───── WORKING DATA
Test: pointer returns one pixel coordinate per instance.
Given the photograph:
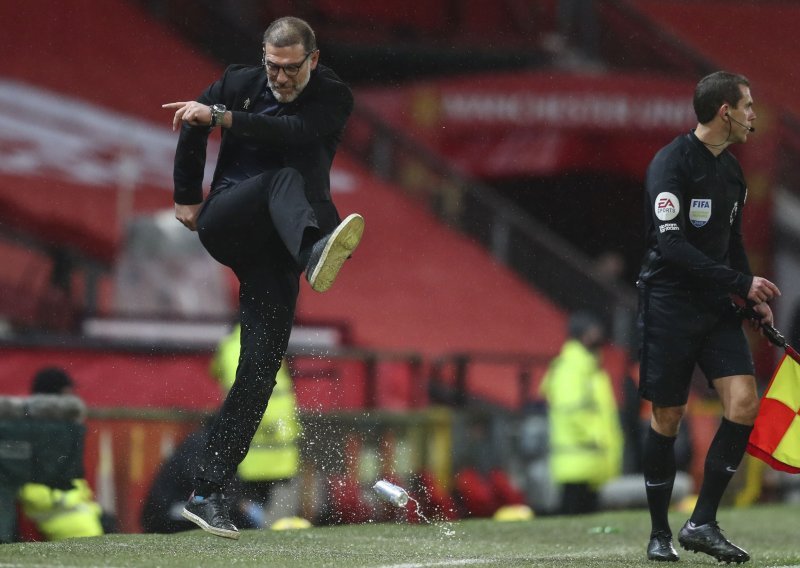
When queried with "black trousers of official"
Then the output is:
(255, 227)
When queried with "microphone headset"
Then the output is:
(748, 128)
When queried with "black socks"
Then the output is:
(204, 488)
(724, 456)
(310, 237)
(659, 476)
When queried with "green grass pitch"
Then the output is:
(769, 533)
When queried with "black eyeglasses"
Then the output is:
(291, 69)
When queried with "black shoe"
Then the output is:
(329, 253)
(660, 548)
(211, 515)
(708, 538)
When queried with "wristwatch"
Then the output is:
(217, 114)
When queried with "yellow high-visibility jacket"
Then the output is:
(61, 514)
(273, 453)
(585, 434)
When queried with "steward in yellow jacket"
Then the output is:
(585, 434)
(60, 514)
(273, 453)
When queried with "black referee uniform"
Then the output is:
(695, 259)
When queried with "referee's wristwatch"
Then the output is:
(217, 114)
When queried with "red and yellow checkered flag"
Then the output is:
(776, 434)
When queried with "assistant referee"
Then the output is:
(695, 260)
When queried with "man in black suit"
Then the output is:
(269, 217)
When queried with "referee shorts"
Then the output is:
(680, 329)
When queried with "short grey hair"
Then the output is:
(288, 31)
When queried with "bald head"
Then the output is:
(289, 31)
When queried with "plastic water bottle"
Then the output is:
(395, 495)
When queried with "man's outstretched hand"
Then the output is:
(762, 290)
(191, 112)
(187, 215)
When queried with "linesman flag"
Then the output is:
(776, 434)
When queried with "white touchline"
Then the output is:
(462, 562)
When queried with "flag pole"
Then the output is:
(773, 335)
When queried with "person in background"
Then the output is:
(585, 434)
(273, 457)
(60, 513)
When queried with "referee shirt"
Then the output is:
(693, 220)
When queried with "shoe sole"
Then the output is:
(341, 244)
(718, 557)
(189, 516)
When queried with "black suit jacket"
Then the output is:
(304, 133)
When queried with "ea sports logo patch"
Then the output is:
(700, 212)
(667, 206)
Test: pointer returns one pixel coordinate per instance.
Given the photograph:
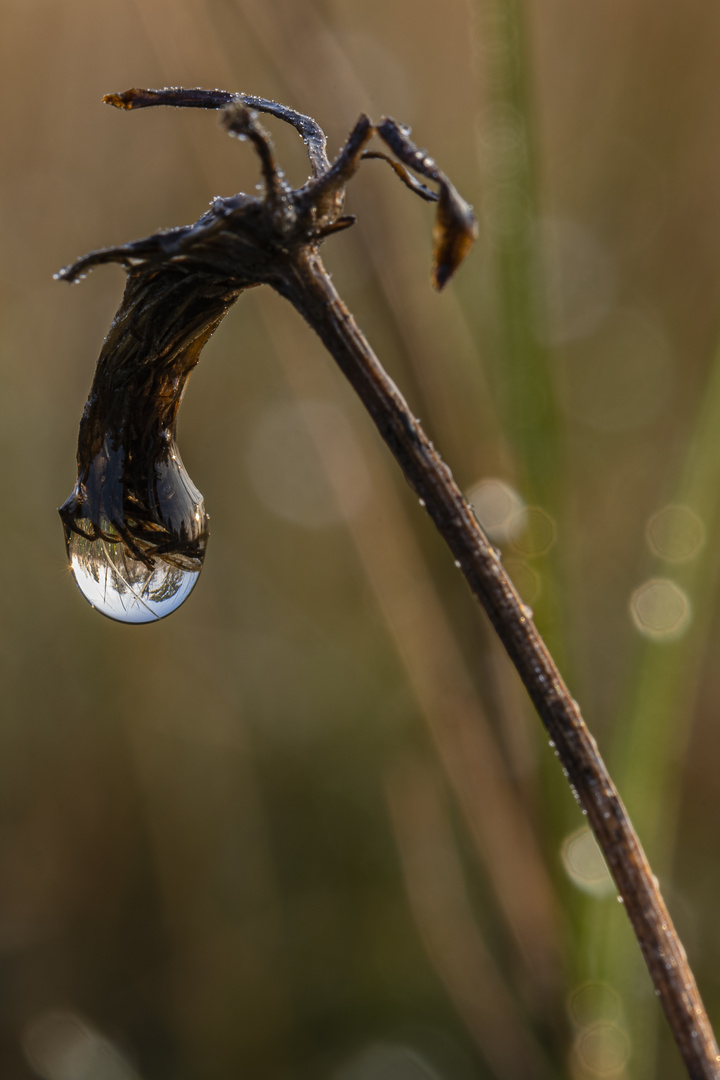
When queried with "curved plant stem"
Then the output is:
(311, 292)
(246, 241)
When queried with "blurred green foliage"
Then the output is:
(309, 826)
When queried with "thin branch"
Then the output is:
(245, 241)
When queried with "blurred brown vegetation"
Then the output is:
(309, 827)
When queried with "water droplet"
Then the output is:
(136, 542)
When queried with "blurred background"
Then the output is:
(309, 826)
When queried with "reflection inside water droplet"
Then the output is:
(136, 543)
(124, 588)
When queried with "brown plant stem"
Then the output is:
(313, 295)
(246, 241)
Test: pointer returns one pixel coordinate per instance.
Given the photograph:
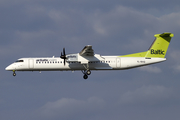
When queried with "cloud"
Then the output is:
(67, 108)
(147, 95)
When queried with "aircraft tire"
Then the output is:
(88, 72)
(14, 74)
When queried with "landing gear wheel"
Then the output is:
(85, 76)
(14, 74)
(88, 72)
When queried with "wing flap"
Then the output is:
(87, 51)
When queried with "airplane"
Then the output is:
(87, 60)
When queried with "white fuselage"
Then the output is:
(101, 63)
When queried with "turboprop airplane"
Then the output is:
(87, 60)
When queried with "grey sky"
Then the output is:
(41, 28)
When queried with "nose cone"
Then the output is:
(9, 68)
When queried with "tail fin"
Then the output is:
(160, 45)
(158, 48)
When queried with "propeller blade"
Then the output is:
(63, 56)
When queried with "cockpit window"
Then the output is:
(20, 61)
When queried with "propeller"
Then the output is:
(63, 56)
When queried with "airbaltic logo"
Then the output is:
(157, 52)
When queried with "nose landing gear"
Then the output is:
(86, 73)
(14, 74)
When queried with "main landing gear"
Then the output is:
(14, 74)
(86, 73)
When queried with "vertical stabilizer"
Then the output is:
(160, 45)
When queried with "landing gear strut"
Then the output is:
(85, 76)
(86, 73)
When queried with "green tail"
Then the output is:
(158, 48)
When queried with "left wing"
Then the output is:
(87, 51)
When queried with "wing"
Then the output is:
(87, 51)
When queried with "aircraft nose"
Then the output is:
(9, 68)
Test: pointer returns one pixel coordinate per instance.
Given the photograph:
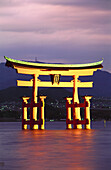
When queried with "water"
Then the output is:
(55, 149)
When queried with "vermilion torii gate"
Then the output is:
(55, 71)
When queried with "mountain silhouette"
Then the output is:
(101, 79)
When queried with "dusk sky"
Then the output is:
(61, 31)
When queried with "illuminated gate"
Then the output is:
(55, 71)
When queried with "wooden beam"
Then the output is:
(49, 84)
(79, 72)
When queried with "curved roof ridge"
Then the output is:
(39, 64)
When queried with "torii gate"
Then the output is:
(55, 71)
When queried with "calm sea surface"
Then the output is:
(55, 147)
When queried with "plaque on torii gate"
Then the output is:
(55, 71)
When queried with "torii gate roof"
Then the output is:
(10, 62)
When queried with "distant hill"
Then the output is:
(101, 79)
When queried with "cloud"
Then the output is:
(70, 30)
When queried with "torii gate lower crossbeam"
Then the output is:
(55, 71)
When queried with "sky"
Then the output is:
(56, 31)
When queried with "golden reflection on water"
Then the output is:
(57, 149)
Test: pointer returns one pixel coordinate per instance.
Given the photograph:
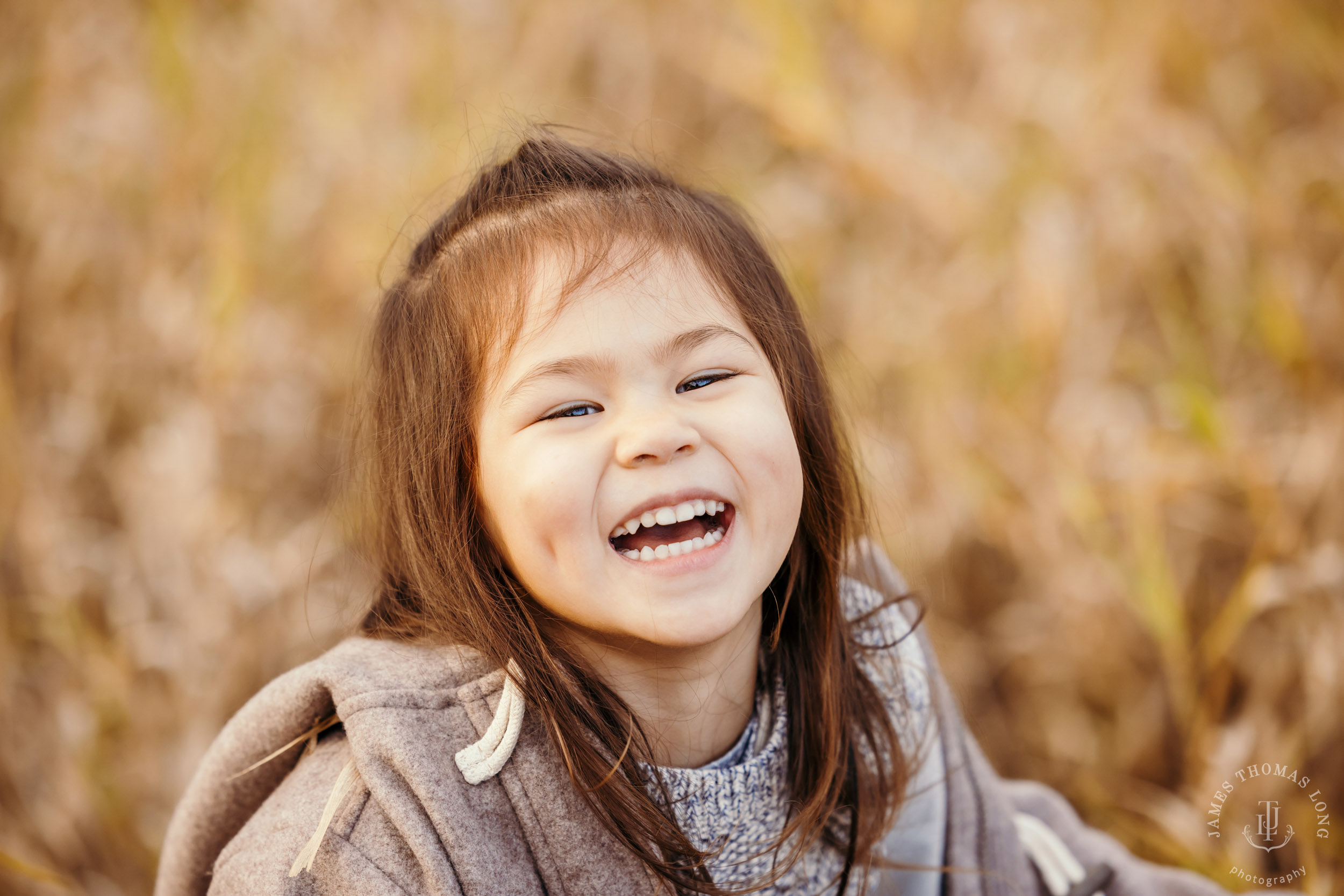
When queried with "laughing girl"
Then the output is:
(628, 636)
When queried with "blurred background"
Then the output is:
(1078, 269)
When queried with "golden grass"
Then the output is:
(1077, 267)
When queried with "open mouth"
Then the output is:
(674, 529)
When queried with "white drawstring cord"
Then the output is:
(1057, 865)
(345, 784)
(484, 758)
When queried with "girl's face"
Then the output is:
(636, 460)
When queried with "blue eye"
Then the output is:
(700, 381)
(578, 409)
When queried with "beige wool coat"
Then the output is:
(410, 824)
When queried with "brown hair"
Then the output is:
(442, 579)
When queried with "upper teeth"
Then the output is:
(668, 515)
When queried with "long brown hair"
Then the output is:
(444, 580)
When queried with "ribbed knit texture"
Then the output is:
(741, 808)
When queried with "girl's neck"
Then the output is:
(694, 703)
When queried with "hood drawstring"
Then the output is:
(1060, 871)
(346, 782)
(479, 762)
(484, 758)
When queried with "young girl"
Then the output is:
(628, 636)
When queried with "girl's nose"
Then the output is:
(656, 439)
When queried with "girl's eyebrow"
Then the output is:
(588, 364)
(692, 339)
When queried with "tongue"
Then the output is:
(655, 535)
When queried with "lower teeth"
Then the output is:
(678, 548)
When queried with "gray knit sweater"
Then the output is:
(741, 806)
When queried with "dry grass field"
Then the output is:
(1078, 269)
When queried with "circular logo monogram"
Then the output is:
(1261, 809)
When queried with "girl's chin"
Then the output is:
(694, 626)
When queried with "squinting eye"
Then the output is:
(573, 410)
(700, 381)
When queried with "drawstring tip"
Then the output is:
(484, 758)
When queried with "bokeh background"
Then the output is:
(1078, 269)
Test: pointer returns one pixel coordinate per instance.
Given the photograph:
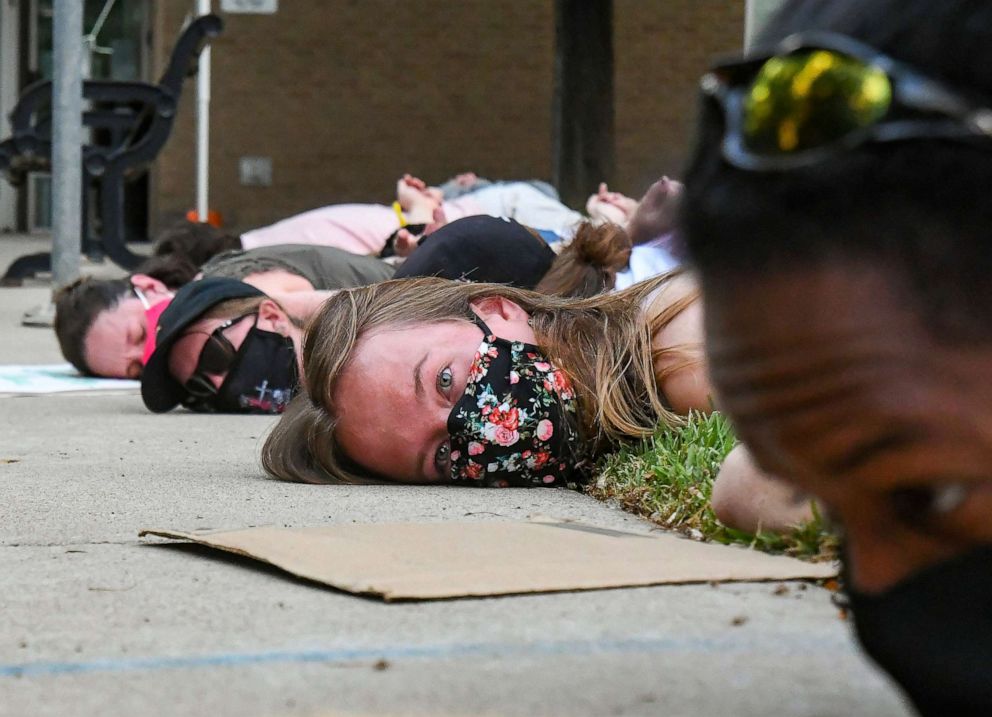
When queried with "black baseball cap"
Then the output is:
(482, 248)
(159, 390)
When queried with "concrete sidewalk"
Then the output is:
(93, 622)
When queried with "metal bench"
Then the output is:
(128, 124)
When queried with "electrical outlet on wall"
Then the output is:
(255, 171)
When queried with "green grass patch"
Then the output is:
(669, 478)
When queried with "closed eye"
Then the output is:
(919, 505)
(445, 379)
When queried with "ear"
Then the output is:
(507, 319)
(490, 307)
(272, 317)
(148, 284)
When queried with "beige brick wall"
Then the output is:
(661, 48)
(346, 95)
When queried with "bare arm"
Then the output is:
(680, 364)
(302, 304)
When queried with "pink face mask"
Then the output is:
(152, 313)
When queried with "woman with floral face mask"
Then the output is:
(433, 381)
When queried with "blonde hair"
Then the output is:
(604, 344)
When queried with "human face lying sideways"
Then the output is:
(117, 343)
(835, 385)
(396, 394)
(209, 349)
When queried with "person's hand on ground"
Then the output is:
──────────
■ **TASK DETAILS**
From the entries above, output every line exactly and omit any image.

■ **RESPONSE TO THIS TASK**
Test: pointer returns one pixel coordinate per instance.
Given the photograph:
When queried with "black trousers of official"
Then the output is:
(255, 227)
When queried with "microphone headset"
Then the output is:
(748, 128)
When queried with "black socks"
Then the output is:
(204, 488)
(724, 456)
(310, 237)
(659, 476)
When queried with "green grass pitch"
Then the output is:
(769, 533)
When queried with "black eyeglasses"
Then the output is:
(291, 69)
When queried with "black shoe"
Then the output is:
(329, 253)
(660, 548)
(211, 515)
(708, 538)
When queried with "wristwatch"
Then the output is:
(217, 114)
When queried with "yellow high-visibility jacket"
Then the output is:
(61, 514)
(273, 453)
(585, 434)
When queried with "steward in yellow jacket"
Then the output is:
(585, 434)
(60, 514)
(273, 453)
When queried with "black referee uniform"
Then the output is:
(695, 259)
When queried with "referee's wristwatch"
Then the output is:
(217, 114)
When queried with "red and yellow checkered flag"
Then the output is:
(776, 434)
When queried with "assistant referee"
Then the output is:
(695, 260)
When queried with "man in black suit"
Then the output is:
(269, 217)
When queried with "referee shorts"
Then the output is:
(680, 329)
When queried with "short grey hair"
Then the output is:
(288, 31)
When queried with "bald head"
Then the output is:
(289, 31)
When queried with "plastic water bottle"
Then the output is:
(395, 495)
When queried with "man's outstretched hand"
Then the output is:
(762, 290)
(191, 112)
(187, 215)
When queried with "linesman flag"
Then the output is:
(776, 434)
When queried with "white touchline"
Then the output is:
(462, 562)
When queried with "flag pole"
Then the output is:
(773, 335)
When queried with "person in background"
Then the output is:
(585, 434)
(273, 457)
(60, 513)
When queried with "referee shirt"
Then the output is:
(693, 220)
When queried with "shoe sole"
Then the output is:
(341, 244)
(718, 557)
(189, 516)
When queried with "black suit jacket"
Then the output is:
(304, 133)
When queried with "ea sports logo patch"
Then the output is:
(700, 212)
(667, 206)
Test: pointer returns one pixel coordinate per instance.
Given the photograph:
When queried with "curved plant stem"
Then the output is:
(311, 292)
(246, 241)
When queried with "blurred green foliage"
Then the output is:
(309, 826)
When queried with "thin branch"
Then the output is:
(245, 241)
When queried with "blurred brown vegetation"
Then the output is:
(309, 827)
When queried with "water droplet"
Then the output is:
(136, 542)
When queried with "blurred background"
Then the output is:
(309, 826)
When queried with "reflection inside water droplet"
Then the output is:
(136, 543)
(124, 588)
When queried with "brown plant stem"
Then the output is:
(313, 295)
(246, 241)
Test: pointer returns one pixel coordinate per instance.
Given the photograph:
When queried with "cloud"
Then the output is:
(67, 108)
(147, 95)
When queried with "aircraft tire"
Then the output is:
(88, 72)
(14, 74)
When queried with "landing gear wheel"
Then the output is:
(85, 76)
(14, 74)
(88, 72)
When queried with "wing flap"
Then the output is:
(87, 51)
When queried with "airplane"
Then the output is:
(87, 60)
When queried with "white fuselage"
Then the output is:
(101, 63)
When queried with "turboprop airplane"
Then the output is:
(87, 60)
When queried with "grey sky"
Then the output is:
(41, 28)
When queried with "nose cone"
Then the output is:
(9, 68)
When queried with "tail fin"
Then the output is:
(160, 45)
(158, 48)
When queried with "propeller blade"
Then the output is:
(63, 56)
When queried with "cockpit window"
Then the output is:
(20, 61)
When queried with "propeller"
Then the output is:
(63, 56)
When queried with "airbaltic logo"
Then the output is:
(157, 52)
When queried with "nose landing gear"
Then the output is:
(86, 73)
(14, 74)
When queried with "main landing gear"
Then the output is:
(14, 74)
(86, 73)
When queried with "vertical stabilizer"
Then the output is:
(160, 45)
When queried with "landing gear strut"
Then the output is:
(85, 76)
(86, 73)
When queried with "green tail"
Then the output is:
(158, 48)
When queried with "left wing"
Then the output is:
(87, 51)
When queried with "wing"
Then the output is:
(87, 51)
When queried with "aircraft nose"
Then the output is:
(9, 68)
Test: pointer returns one pixel coordinate per instance.
Given the photograph:
When queried with "water"
Then the output is:
(55, 149)
When queried with "vermilion torii gate"
Then the output is:
(55, 71)
When queried with "mountain silhouette"
Then the output is:
(101, 79)
When queried with "dusk sky"
Then the output is:
(61, 31)
When queried with "illuminated gate"
Then the output is:
(55, 71)
When queried with "wooden beam"
Then the output is:
(49, 84)
(79, 72)
When queried with "curved roof ridge"
Then the output is:
(39, 64)
When queried with "torii gate"
Then the output is:
(55, 71)
When queried with "calm sea surface"
Then the output is:
(55, 147)
When queried with "plaque on torii gate"
Then the output is:
(55, 71)
When queried with "torii gate roof"
Then the output is:
(10, 62)
When queried with "distant hill"
Then the output is:
(101, 79)
When queried with "cloud"
Then the output is:
(70, 30)
When queried with "torii gate lower crossbeam"
Then the output is:
(55, 71)
When queried with "sky"
Then the output is:
(56, 31)
When queried with "golden reflection on water"
Then the output is:
(57, 149)
Test: pointer returns one pixel coordinate per instance.
Given the photograph:
When queried with "laughing girl"
Then the output is:
(628, 636)
When queried with "blurred background"
Then the output is:
(1078, 269)
When queried with "golden grass"
Then the output is:
(1077, 267)
When queried with "open mouth"
Then the output is:
(674, 529)
When queried with "white drawstring cord"
Then the output is:
(1057, 865)
(345, 784)
(484, 758)
When queried with "girl's face"
Then the output is:
(636, 460)
When queried with "blue eye"
Then the output is:
(700, 381)
(578, 409)
When queried with "beige wool coat"
Then the output is:
(410, 824)
When queried with "brown hair"
Then the output is:
(442, 579)
When queried with "upper teeth"
Then the output is:
(668, 515)
When queried with "long brown hair"
Then the output is:
(444, 580)
When queried with "ribbed knit texture"
Then the output is:
(741, 808)
When queried with "girl's neck"
Then the output is:
(694, 703)
When queried with "hood drawstring"
Then the output is:
(1060, 871)
(346, 782)
(479, 762)
(484, 758)
When queried with "young girl"
Then the output is:
(628, 636)
When queried with "girl's nose"
Then the output is:
(656, 439)
When queried with "girl's eyebrow"
Then the output is:
(588, 364)
(692, 339)
When queried with "tongue"
Then the output is:
(655, 535)
When queried with "lower teeth"
Then the output is:
(678, 548)
When queried with "gray knit sweater"
Then the output is:
(741, 806)
When queried with "dry grass field"
Then the output is:
(1078, 269)
When queried with "circular logo monogram"
Then the output is:
(1261, 809)
When queried with "girl's chin"
Then the output is:
(694, 626)
When queried with "squinting eye"
Then the output is:
(573, 410)
(700, 381)
When queried with "drawstring tip"
Then the output is:
(484, 758)
When queried with "bokeh background"
Then the output is:
(1078, 269)
Test: pointer returns one pixel coordinate per instance.
Given the photograph:
When queried with "black baseball cap"
Then the output is:
(482, 248)
(159, 390)
When queried with "concrete sidewalk"
Then the output is:
(93, 622)
When queried with "metal bench"
Then the output is:
(128, 124)
When queried with "electrical outlet on wall"
Then the output is:
(255, 171)
When queried with "green grass patch"
Then the output is:
(669, 478)
When queried with "closed eye"
Then the output is:
(919, 505)
(445, 379)
When queried with "ear"
Then the output is:
(507, 319)
(490, 307)
(272, 317)
(148, 284)
When queried with "beige brick wall"
Then the output is:
(661, 48)
(346, 95)
When queried with "bare arm"
Then the output is:
(680, 364)
(302, 304)
When queried with "pink face mask"
Then the output is:
(152, 313)
When queried with "woman with floral face mask"
Then the output is:
(433, 381)
When queried with "blonde hair"
Then the output is:
(604, 344)
When queried with "human face lying sideways"
Then the output is:
(117, 343)
(835, 385)
(396, 394)
(209, 349)
When queried with "person's hand on ground"
Then the output is:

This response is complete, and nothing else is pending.